**Consegna**
Puoi proseguire il brano sui Trips riportato qui sotto, ripartendo subito dopo la sua ultima frase?

**Brano proposto**
opinione.

      Ci spieghi cosa sono i Trips e perché è importante che la società
civile e la politica se ne occupino in maniera costante e responsabile?
      Trips è l'acronimo di Trade Related Intellectual Property Rights,
ossia diritti di proprietà intellettuale legati al commercio,
malauguratamente entrati a far parte degli accordi del WTO all'epoca del
lancio del cosiddetto "Uruguay Round", su forte pressione, anzi sarebbe
meglio dire ricatto, degli Stati Uniti e delle multinazionali che puntavano
a questo risultato. Da più parti oramai si contesta quella scelta
sciagurata, poiché la proprietà intellettuale non è un "diritto naturale",
bensì un privilegio legalmente riconosciuto per premiare ed incentivare le
invenzioni. Essa ha un senso quindi nella misura in cui si riconosce
all'autore dell'invenzione un compenso per l'attività di ricerca svolta, ma
una volta che questa è stata ampiamente ripagata, non ha senso continuare a
far pagare, virtualmente in eterno, costi ormai coperti agli utenti finali e
ad altri che potrebbero apportare delle migliorie all'invenzione. Le
invenzioni, soprattutto in ambiti come la medicina, il software o altre
tecnologie della comunicazione, devono essere considerate un bene pubblico e
rese accessibili a tutti. E' fondamentale quindi che la società civile e le
forze politiche che vedono nelle invenzioni un bene di tutti prestino sempre
la massima attenzione a ciò che si muove in questo ambito, mobilitandosi
quando occorre.

**Dati estratti**
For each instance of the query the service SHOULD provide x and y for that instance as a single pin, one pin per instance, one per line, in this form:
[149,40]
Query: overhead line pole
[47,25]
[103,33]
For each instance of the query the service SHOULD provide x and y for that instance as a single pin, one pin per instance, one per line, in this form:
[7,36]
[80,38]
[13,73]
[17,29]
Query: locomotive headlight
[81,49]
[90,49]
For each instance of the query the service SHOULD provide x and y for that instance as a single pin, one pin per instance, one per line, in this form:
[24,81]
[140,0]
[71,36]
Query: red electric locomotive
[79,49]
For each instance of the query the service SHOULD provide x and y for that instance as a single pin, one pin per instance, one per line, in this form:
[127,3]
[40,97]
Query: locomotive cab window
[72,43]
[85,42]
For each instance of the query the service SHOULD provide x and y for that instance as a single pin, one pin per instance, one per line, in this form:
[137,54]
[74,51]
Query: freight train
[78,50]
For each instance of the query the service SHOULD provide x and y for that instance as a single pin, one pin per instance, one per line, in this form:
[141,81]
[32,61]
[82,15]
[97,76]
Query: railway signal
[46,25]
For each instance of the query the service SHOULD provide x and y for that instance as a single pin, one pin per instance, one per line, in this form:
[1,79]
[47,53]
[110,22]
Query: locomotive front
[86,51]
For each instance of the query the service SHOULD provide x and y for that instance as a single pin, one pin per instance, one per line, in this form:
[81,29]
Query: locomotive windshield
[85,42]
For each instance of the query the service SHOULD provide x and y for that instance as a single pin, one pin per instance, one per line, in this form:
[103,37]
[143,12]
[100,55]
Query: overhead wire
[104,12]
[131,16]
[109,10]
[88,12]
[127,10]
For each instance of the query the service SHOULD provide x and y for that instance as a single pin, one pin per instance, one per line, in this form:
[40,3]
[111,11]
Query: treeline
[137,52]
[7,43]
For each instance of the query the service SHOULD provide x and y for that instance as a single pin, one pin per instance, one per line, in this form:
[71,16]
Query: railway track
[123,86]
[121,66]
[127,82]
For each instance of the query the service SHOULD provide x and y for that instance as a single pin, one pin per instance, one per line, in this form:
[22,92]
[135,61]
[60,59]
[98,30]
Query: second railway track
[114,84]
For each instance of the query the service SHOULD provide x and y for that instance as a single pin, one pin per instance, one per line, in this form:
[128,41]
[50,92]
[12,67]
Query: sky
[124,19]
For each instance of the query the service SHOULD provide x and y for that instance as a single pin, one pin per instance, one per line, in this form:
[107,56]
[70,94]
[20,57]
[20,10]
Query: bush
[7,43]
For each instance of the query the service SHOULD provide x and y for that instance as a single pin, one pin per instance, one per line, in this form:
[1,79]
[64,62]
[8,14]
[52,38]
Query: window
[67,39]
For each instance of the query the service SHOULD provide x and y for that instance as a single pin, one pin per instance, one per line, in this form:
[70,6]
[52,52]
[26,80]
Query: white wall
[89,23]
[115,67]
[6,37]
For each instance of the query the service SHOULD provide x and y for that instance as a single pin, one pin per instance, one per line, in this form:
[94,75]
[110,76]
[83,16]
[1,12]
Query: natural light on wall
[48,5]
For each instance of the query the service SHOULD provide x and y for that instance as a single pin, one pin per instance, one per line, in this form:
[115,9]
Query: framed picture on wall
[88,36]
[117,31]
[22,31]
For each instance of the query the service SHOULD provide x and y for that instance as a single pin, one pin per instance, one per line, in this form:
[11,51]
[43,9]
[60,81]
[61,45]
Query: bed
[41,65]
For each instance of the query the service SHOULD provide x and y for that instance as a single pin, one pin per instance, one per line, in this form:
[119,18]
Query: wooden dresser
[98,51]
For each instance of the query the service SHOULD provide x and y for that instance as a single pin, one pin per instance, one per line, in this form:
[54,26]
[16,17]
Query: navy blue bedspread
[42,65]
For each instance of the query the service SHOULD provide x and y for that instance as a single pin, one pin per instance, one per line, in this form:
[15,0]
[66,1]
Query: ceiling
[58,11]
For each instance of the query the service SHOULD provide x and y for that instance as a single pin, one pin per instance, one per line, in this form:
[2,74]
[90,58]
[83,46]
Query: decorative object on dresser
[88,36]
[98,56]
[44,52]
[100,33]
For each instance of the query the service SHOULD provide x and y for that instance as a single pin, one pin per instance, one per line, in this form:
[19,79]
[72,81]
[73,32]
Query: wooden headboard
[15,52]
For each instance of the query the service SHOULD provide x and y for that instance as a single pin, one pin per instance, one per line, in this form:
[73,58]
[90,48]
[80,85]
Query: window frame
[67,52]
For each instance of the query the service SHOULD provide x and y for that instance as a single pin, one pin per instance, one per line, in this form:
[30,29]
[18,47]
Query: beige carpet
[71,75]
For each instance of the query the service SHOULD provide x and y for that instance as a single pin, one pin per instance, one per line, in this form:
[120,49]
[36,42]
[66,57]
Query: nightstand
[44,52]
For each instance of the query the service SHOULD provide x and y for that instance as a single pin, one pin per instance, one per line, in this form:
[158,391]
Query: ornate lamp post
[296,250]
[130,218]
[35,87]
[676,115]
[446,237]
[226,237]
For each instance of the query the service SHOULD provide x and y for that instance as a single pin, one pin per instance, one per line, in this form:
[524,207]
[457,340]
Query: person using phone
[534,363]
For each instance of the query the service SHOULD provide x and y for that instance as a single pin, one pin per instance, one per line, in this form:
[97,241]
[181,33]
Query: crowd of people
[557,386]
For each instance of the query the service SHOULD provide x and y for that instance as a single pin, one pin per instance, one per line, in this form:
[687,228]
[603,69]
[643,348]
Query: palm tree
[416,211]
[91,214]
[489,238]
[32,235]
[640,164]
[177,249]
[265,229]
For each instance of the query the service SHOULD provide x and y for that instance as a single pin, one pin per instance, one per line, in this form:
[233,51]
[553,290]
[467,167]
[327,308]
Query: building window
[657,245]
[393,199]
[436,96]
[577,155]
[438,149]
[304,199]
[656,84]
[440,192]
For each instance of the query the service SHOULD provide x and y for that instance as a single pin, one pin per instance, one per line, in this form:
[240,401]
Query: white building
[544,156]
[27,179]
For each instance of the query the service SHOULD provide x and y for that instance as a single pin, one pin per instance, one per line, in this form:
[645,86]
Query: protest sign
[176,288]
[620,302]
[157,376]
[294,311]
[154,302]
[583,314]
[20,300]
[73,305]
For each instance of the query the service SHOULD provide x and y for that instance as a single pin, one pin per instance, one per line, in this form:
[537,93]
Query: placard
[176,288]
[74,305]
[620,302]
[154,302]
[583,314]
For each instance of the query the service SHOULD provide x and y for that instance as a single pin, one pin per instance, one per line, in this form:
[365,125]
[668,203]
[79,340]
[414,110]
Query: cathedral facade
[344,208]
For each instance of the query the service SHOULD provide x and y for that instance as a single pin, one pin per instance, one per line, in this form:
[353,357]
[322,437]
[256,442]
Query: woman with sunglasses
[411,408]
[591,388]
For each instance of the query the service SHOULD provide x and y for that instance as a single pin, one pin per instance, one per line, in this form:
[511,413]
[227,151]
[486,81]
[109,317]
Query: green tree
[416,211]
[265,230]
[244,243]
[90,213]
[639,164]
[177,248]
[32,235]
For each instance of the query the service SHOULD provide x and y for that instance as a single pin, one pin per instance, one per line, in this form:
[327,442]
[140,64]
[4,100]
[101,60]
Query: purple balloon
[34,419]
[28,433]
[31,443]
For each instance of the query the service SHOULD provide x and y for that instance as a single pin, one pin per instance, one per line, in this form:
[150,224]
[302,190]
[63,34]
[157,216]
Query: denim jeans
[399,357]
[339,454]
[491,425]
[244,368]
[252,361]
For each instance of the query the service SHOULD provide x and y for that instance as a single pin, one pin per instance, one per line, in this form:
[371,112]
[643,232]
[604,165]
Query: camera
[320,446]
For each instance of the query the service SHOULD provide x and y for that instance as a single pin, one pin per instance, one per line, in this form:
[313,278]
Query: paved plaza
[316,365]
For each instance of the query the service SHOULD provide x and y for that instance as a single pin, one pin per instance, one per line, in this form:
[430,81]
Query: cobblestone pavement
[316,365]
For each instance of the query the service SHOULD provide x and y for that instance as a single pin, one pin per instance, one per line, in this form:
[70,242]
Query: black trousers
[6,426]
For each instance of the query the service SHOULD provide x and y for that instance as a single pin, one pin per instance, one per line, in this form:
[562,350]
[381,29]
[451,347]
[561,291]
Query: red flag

**Svolgimento**
      Torniamo al software. Nel pomeriggio di lunedì si sono rincorse voci
confuse circa le decisioni dei ministri Ue sulla questione della
brevettabilità del software. Le ultime notizie dicono che c'è stato
l'ennesimo rinvio. Ci spieghi a cosa sono dovuti questi continui rinvii?
      Lunedì pomeriggio il Consiglio dei Ministri per l'Agricoltura, su
pressione della Polonia, ha rinviato per l'ennesima volta l'adozione
dell'accordo sulla brevettabilità del software. Ciò significa che ora la
parola torna al Parlamento europeo o attraverso quella che si chiama una
seconda lettura del provvedimento originariamente proposto dal Consiglio
oppure attraverso il riavvio dell'intera procedura. Nel primo caso si
arriverebbe ad un voto nel giro di tre quattro mesi e ci vorrebbe una
maggioranza del 70% per respingere la proposta del Consiglio. Nel secondo
caso invece avremmo più tempo a nostra disposizione e potremmo intervenire
in modo molto più incisivo sulla proposta di direttiva.

      In tutta questa vicenda chi è chi ci guadagna e chi ci perde? E'
possibile ipotizzare come andrà a finire? O meglio, chi vincerà?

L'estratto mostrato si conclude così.